TASKS »
A – Copy the portion of the LGBTQ History Month essay below from "When the Stonewall" up to and including "a fact-gathering mission.".
B – Answer these questions using the LGBTQ History Month essay below:
(i) In what year was LGBTQ History Month first celebrated?
(ii) On what date does National Coming Out Day fall?
(iii) In which month does Women's History Month take place?
C – List every named month-long or single-day observance that the LGBTQ History Month essay below mentions.

Winston
Churchill once said that “History is written by the winners.”
When the Stonewall Riots occurred in 1969 the history of more than a
century-long oppressed people finally got national attention. And,
since that historical moment, the suppressed and closeted oral
histories of our fierce and courageous LGBTQ brothers and sisters
began to be documented - openly and uncensored.
In
less than half a century later a new field of inquiry called Queer
Studies began to tell our stories. And, as a young discipline, it’s
still on a fact-gathering mission.
LGBTQ
History Month is young, too. It’s a public month-long
celebration and acknowledgment of our contribution to American
History. Just twenty-three years old it was first celebrated in 1994,
as an outgrowth from National Coming out Day (October 11) founded in
1988.
As
a community that can now openly gather, preserve and archive our
history, LGBTQ History Month affords us the opportunity to celebrate
new voices and individuals to this newly emerging canon. And, the
more diversified the LGBTQ historical cannon becomes a more robust
and accurate picture emerges of the shakers and movers of a
century-long civil rights movement pre-dating Stonewall.
However,
the whitewashing that’s showcased during this month with the
usual renown figures like James Baldwin and Bayard Rustin thrown in
as tokens of inclusion does a tremendous disservice not only to the
intention of the month-long celebration but it also does a disservice
to the importance of the historical record attempting to climb out of
a queer closet now open.
Both
Black History Month in February and Women’s History Month in
March similarly omit from their month-long celebrations trailblazers
whose lives should be acknowledged, too. In presently analyzing the
intersectionality of peoples' lives historical records that were once
canonized and deemed as the gospel of truth are now being redacted
for their glaring omissions. For example, Queer Studies forced the
once deliberated and hidden omission of Bayard Rustin from the
historical annals of the 1960’s Black Civil Rights Movement to
his rightful place as a key figure. Usually mentioned as merely a
historical footnote, we can no longer accurately talk about the
historic 1963 March on Washington without Bayard Rustin. Rustin,
inarguably, is one of the tallest trees in our forest, was the
strategist and chief organizer of the March that catapulted the Rev.

EXTRACTED ENTRIES »
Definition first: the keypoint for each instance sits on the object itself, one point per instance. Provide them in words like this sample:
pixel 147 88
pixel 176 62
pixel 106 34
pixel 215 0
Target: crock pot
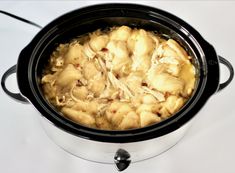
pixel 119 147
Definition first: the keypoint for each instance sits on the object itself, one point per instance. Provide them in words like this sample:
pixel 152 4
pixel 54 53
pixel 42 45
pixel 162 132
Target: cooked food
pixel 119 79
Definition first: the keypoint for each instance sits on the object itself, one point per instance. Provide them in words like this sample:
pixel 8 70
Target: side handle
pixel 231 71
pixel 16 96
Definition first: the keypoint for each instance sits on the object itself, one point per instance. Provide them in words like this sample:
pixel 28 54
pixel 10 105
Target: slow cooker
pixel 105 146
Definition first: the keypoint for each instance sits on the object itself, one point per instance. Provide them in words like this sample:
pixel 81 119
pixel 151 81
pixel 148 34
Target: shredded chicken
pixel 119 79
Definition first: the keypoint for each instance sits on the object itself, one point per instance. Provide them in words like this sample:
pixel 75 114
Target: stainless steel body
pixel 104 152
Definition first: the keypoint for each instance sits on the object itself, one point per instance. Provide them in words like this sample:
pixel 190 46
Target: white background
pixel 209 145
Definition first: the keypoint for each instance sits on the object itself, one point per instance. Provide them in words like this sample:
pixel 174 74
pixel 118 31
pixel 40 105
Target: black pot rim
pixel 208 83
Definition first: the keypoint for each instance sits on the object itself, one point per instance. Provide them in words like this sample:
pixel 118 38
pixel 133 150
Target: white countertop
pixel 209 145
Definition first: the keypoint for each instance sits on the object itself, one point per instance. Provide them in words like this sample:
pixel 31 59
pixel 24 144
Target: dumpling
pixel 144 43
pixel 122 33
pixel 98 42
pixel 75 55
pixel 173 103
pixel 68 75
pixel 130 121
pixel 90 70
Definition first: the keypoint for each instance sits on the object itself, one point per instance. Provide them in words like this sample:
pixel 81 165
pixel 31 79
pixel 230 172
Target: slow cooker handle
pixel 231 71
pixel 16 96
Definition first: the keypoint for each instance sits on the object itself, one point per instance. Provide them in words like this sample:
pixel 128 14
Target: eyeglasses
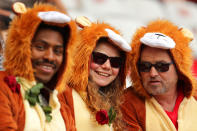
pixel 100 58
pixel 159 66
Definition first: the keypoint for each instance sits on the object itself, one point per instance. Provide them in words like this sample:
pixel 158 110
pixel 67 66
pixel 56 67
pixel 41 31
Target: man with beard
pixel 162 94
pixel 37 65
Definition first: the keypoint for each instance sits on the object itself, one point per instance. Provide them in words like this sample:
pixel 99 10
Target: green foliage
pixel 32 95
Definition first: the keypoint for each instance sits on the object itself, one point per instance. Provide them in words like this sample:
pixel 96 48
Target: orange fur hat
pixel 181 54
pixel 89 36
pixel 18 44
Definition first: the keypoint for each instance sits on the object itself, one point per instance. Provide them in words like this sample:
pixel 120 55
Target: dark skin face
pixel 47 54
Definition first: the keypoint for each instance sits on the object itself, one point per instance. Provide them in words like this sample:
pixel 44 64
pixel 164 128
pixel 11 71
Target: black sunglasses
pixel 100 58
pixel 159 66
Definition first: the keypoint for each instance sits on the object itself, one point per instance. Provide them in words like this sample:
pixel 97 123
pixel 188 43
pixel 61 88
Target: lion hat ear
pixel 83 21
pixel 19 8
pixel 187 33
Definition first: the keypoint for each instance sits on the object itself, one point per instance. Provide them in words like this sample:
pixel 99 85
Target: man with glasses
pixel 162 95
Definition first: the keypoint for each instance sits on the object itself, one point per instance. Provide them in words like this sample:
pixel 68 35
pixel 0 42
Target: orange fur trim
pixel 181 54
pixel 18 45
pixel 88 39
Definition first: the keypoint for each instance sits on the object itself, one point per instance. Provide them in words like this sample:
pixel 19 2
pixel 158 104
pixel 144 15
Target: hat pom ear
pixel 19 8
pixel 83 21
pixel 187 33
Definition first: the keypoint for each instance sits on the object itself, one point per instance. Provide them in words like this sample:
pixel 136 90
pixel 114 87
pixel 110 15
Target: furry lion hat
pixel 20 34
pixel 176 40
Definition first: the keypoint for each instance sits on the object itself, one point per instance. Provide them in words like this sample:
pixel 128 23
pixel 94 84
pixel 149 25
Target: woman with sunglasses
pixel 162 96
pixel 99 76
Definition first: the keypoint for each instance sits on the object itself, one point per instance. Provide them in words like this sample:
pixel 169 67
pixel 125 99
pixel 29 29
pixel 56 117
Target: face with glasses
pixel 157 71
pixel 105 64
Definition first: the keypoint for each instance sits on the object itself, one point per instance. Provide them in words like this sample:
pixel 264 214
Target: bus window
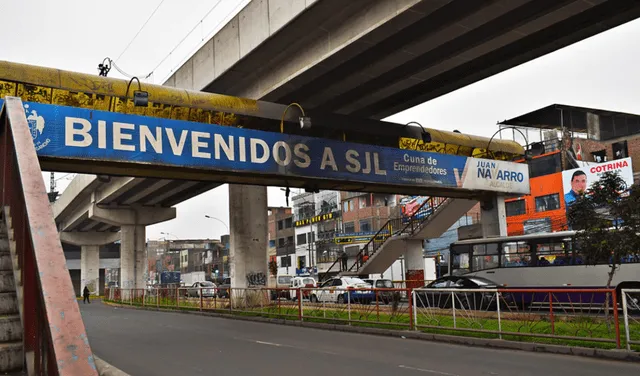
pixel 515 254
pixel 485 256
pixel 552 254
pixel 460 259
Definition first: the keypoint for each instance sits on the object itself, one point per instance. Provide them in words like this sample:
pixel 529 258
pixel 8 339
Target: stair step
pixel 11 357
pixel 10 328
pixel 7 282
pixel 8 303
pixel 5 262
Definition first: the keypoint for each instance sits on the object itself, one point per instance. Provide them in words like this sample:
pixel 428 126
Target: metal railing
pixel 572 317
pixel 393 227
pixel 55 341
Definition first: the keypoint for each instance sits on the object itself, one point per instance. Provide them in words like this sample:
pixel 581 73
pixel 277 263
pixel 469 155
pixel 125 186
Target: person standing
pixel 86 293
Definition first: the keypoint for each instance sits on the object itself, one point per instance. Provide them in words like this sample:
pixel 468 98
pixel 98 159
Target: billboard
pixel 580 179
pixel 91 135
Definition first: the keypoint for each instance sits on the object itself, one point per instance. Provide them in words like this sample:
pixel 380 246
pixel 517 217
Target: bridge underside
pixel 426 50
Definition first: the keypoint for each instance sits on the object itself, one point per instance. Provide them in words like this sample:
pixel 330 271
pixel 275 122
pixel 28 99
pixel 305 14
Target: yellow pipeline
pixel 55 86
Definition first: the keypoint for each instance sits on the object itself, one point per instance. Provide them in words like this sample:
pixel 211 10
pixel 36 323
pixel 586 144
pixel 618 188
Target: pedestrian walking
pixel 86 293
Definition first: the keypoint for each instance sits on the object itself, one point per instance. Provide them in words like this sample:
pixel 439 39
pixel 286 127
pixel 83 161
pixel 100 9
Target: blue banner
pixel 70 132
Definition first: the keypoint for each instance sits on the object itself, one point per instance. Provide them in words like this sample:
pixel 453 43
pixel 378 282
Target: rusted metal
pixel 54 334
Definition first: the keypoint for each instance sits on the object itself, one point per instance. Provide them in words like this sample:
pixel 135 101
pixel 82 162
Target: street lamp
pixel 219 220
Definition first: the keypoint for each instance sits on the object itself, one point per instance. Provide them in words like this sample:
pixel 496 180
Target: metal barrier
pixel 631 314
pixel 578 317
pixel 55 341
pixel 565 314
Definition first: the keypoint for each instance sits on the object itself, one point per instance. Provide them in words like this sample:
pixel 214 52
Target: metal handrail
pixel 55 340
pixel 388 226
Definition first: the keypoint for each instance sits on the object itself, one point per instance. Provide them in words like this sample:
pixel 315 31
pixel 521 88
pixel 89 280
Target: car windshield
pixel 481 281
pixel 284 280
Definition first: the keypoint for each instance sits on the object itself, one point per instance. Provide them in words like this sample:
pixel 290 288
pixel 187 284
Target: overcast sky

RESPONSES TO THE EXERCISE »
A –
When the Stonewall Riots occurred in 1969 the history of more than a
century-long oppressed people finally got national attention. And,
since that historical moment, the suppressed and closeted oral
histories of our fierce and courageous LGBTQ brothers and sisters
began to be documented - openly and uncensored.
In
less than half a century later a new field of inquiry called Queer
Studies began to tell our stories. And, as a young discipline, it’s
still on a fact-gathering mission.

B –
(i) 1994
(ii) October 11
(iii) March

C –
LGBTQ History Month
National Coming Out Day
Black History Month
Women's History Month